Dataset ->
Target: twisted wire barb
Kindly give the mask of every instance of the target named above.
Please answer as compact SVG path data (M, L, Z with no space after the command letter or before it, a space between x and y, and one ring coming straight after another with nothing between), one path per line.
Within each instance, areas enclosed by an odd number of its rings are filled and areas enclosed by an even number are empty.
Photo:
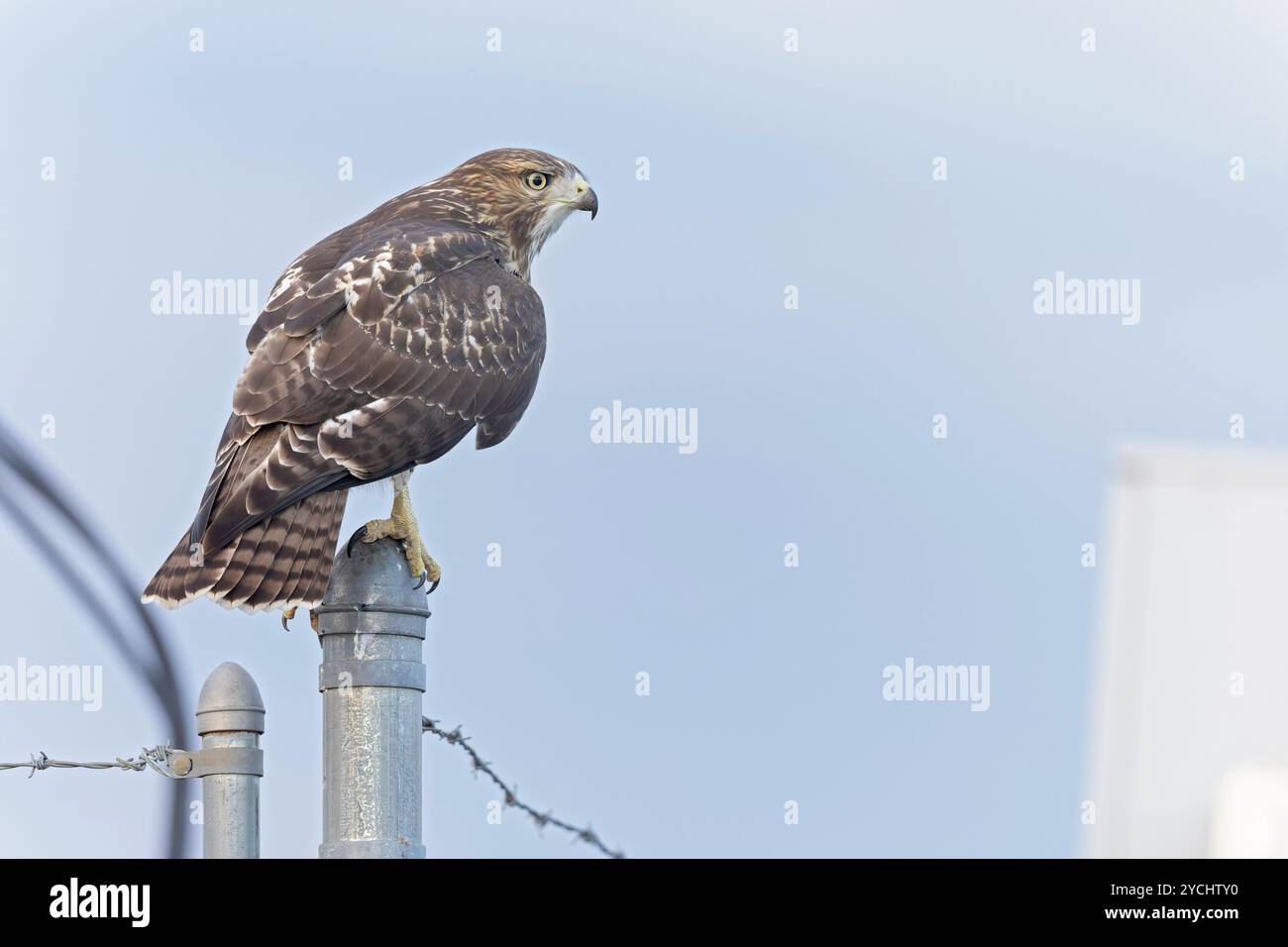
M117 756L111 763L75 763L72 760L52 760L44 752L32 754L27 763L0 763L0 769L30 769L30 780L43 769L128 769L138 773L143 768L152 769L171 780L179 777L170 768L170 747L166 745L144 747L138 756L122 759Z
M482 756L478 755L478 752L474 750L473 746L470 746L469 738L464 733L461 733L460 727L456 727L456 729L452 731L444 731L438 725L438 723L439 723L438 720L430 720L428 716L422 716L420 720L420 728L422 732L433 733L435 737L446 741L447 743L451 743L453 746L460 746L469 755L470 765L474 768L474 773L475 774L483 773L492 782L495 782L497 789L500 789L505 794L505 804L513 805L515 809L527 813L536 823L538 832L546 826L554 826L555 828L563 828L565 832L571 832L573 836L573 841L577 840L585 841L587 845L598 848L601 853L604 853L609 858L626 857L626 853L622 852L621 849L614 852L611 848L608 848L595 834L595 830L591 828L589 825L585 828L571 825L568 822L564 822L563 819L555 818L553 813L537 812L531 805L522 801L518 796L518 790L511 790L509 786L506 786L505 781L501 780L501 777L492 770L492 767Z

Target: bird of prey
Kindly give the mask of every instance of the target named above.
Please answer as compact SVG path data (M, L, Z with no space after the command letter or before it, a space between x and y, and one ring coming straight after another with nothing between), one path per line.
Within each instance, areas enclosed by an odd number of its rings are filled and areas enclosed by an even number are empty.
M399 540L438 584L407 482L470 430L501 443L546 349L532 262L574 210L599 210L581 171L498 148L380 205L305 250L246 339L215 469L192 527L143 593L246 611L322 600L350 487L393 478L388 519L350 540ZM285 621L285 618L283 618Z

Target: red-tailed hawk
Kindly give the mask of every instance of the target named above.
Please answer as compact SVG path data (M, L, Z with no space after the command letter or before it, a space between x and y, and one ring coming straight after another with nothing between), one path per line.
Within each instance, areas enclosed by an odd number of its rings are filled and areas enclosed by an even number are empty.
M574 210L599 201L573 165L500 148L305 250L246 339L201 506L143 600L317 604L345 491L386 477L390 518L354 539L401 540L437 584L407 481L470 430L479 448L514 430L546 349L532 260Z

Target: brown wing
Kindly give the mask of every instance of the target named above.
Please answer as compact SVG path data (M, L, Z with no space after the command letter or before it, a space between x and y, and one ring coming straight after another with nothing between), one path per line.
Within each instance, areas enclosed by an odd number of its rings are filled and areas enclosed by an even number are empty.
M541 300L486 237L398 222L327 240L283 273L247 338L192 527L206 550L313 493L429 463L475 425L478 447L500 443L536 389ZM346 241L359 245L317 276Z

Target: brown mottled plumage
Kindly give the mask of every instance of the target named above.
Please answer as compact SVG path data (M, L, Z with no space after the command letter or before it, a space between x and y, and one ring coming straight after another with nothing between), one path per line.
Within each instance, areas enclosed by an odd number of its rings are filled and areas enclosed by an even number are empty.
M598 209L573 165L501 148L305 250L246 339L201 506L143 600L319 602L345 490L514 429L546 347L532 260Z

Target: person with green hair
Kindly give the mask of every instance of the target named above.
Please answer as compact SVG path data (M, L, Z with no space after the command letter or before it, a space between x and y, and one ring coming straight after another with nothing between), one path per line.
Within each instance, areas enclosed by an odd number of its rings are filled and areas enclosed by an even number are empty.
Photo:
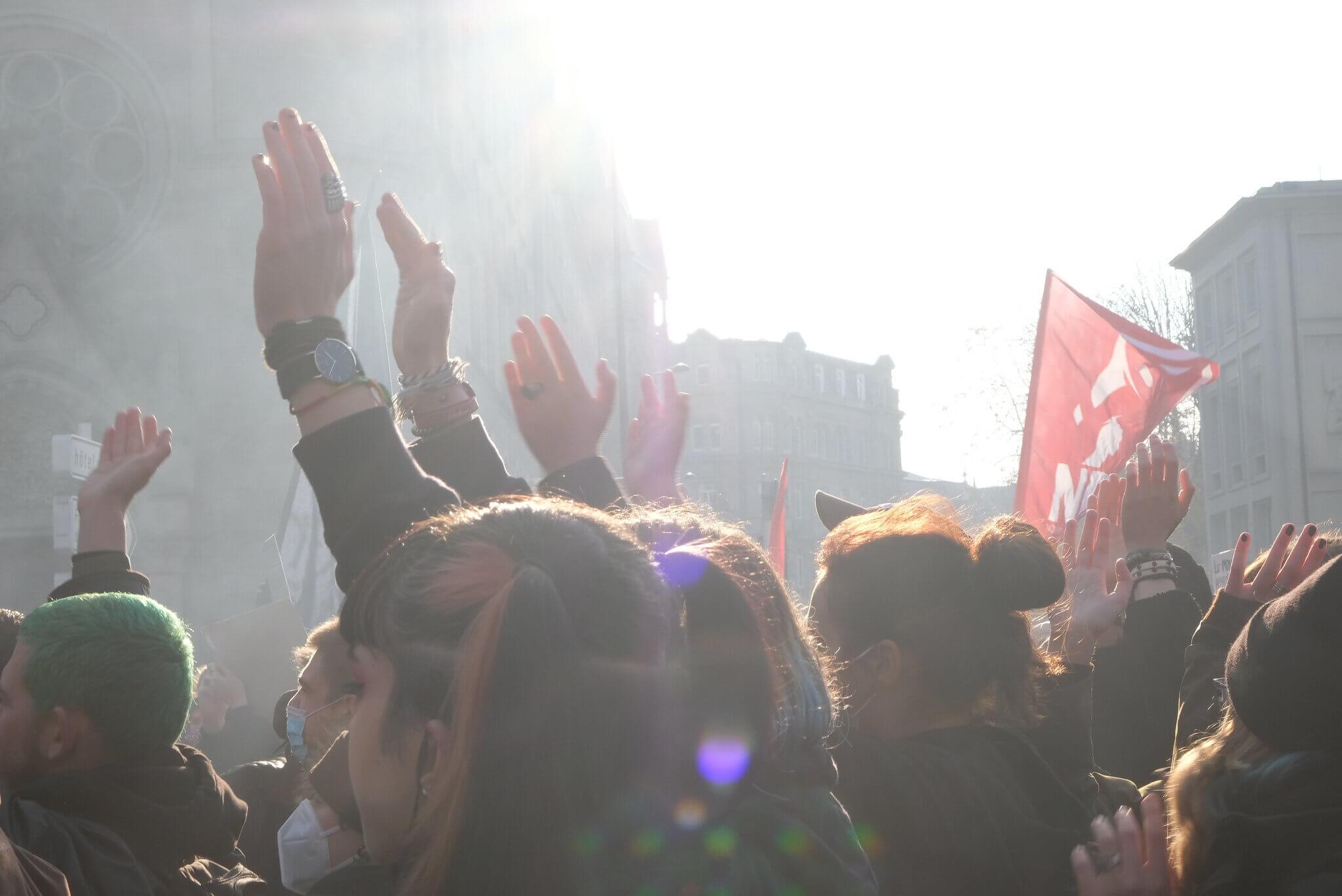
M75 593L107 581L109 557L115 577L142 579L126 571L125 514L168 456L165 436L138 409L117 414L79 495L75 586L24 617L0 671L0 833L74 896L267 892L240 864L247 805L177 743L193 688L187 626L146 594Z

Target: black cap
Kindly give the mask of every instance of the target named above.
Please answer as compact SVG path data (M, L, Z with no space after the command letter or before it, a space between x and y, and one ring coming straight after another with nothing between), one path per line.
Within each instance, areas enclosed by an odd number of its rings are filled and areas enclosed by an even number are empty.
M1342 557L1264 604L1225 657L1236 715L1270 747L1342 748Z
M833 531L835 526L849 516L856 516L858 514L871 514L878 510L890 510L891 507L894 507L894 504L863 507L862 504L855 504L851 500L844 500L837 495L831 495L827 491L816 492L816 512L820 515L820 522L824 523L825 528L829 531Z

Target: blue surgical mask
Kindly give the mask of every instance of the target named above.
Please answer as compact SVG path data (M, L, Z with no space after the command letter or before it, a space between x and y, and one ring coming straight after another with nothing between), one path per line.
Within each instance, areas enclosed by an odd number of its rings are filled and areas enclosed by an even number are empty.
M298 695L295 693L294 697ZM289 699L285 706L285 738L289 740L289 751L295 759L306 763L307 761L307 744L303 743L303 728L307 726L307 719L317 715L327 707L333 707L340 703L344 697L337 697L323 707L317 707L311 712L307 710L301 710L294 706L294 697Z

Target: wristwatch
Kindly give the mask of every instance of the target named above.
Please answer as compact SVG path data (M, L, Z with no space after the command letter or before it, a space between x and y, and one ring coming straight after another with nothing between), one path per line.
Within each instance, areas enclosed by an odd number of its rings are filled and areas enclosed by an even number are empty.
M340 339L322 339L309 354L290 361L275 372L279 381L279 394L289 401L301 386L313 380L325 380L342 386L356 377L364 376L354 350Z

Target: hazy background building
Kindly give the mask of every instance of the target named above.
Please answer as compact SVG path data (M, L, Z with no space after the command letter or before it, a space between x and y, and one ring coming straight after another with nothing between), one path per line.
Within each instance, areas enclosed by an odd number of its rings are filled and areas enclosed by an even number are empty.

Written instruction ->
Turn every line of the listing above into a numbered list, dropping the blank lines and leaving the pictures out.

The answer ->
1. Target: twisted wire barb
2. Kindly give the mask of every instance of the target named above.
3. Please answer as compact SVG path data (M, L, Z with no space after the command letter or before it, a space between x and y, and one ring coming straight after another with nothing between), one path per line.
4. Within each instance, areas enclosed by an odd number of its rings are filled and areas enclosed by an even number are empty.
5. Photo:
6. M117 756L111 763L75 763L72 760L52 760L44 752L32 754L27 763L0 763L0 769L30 769L30 780L43 769L128 769L138 773L143 768L152 769L171 780L179 777L170 768L170 747L166 745L144 747L138 756L122 759Z
7. M482 756L478 755L478 752L474 750L473 746L470 746L469 738L464 733L461 733L460 727L456 727L456 729L452 731L444 731L438 725L438 723L439 723L438 720L430 720L428 716L422 716L420 720L420 728L422 732L433 733L435 737L446 741L447 743L451 743L453 746L460 746L469 755L470 765L474 768L474 773L475 774L483 773L492 782L495 782L497 789L500 789L505 794L505 804L513 805L515 809L527 813L536 823L538 832L546 826L554 826L555 828L563 828L565 832L571 832L573 836L573 841L577 840L585 841L587 845L598 848L601 853L604 853L609 858L626 857L626 853L622 852L621 849L614 852L611 848L608 848L595 834L595 830L591 828L589 825L585 828L571 825L568 822L564 822L563 819L555 818L553 813L537 812L531 805L522 801L518 796L518 790L511 790L509 786L506 786L505 781L501 780L501 777L492 770L492 767Z
8. Target: bird of prey
9. Kindly give the mask of every instance of the target named above.
10. Please answer as compact SVG path data (M, L, Z with no space after the command letter or before it, a space between x and y, and one ring coming straight after another with nothing between), one path per line.
11. Within each instance, areas enclosed by an odd number of its rings are filled and areas enclosed by an even number are empty.
12. M399 540L438 584L407 482L470 430L501 443L546 349L532 262L574 210L599 210L581 171L498 148L380 205L305 250L246 339L215 469L192 527L143 593L246 611L322 600L350 487L393 478L388 519L350 540ZM285 621L285 618L283 618Z
13. Target: red-tailed hawk
14. Kindly give the mask of every instance of the target named above.
15. Please answer as compact SVG path data (M, L, Z with no space after the command letter or before it, a space between x and y, and one ring coming straight after another with nothing between), one path per line.
16. Within each instance, areas enclosed by an odd number of its rings are filled and areas enclosed by an even number are empty.
17. M574 210L599 201L573 165L500 148L305 250L246 339L201 506L143 600L317 604L345 491L386 477L390 518L354 539L401 540L437 584L407 481L470 430L479 448L514 430L546 349L532 260Z
18. Target: brown wing
19. Kindly give the mask of every instance of the target named above.
20. Please answer as compact SVG path data (M, L, Z with no space after the command letter or before it, a space between x and y, and one ring coming straight after another with nothing between), one path per line.
21. Within each instance, areas enclosed by an odd number of its rings are filled and areas enclosed by an even number are empty.
22. M541 300L486 237L398 222L327 240L283 273L247 338L192 527L206 550L313 493L429 463L475 425L478 447L500 443L536 389ZM346 241L359 245L317 276Z
23. Target: brown mottled plumage
24. Kindly give the mask of every instance of the target named above.
25. Please answer as compact SVG path data (M, L, Z with no space after the command letter or before it, a space between x and y, and one ring coming straight after another with nothing between), one path per line.
26. Within each instance, areas enclosed by an odd number of its rings are filled and areas enclosed by an even number are empty.
27. M598 209L573 165L501 148L305 250L246 339L201 506L143 600L319 602L345 490L514 429L546 347L532 260Z
28. Target: person with green hair
29. Kindly give the mask of every instance of the target named above.
30. Please answer as compact SVG path data (M, L, Z with no space after the command letter or before it, a space between x and y, and one ring coming straight after another with nothing between), one path per line.
31. Within each instance, areas enclosed by an odd number of its rings are filled and areas enclosed by an even number are empty.
32. Photo:
33. M75 593L107 581L109 557L115 577L142 579L126 571L125 514L168 456L165 436L138 409L117 414L79 495L75 586L24 617L0 671L0 833L74 896L267 892L240 864L247 805L177 743L193 688L187 626L146 594Z
34. Target: black cap
35. Kindly give the mask of every instance of the target named above.
36. Please answer as compact SVG path data (M, L, Z with no space after the command letter or before it, a space between x and y, and one ring coming straight after another with nothing between), one path per line.
37. Within each instance, areas enclosed by an odd number of its rings are filled and areas enclosed by an even number are empty.
38. M1342 557L1264 604L1225 657L1236 715L1270 747L1342 748Z
39. M833 531L835 526L849 516L856 516L858 514L871 514L878 510L890 510L891 507L894 507L894 504L863 507L862 504L855 504L851 500L844 500L837 495L831 495L827 491L816 492L816 512L820 515L820 522L824 523L825 528L829 531Z
40. Target: blue surgical mask
41. Kindly give the mask of every instance of the target named above.
42. Please answer as compact SVG path data (M, L, Z with no space after the command letter or before it, a space between x and y, and one ring coming straight after another with nothing between), one path per line.
43. Within each instance, areas enclosed by an odd number of its rings are filled and areas enclosed by an even number are empty.
44. M298 695L295 693L294 697ZM289 699L285 706L285 738L289 740L289 751L295 759L306 763L307 761L307 744L303 743L303 728L307 726L307 719L317 715L327 707L333 707L340 703L344 697L337 697L323 707L317 707L311 712L307 710L301 710L294 706L294 697Z
45. Target: wristwatch
46. Kindly give the mask of every instance of the target named above.
47. Please answer as compact SVG path data (M, L, Z with no space after the command letter or before it, a space between x and y, and one ring coming straight after another with nothing between), one path per line.
48. Within each instance, areas enclosed by an odd number of its rings are filled and areas enclosed by an even number are empty.
49. M340 339L322 339L309 354L290 361L275 372L279 381L279 394L289 401L301 386L313 380L325 380L342 386L356 377L364 376L354 350Z
50. Target: hazy background building
51. Kindly give the mask of every instance of the target named above.
52. Please answer as compact SVG path data (M, L, Z with no space after the command letter or before it, a space between x and y, and one ring coming straight after another with nothing between), one path per line.
53. Within each instance, areas enclosed by an odd number of its rings are filled and areas enclosed by an even number are empty.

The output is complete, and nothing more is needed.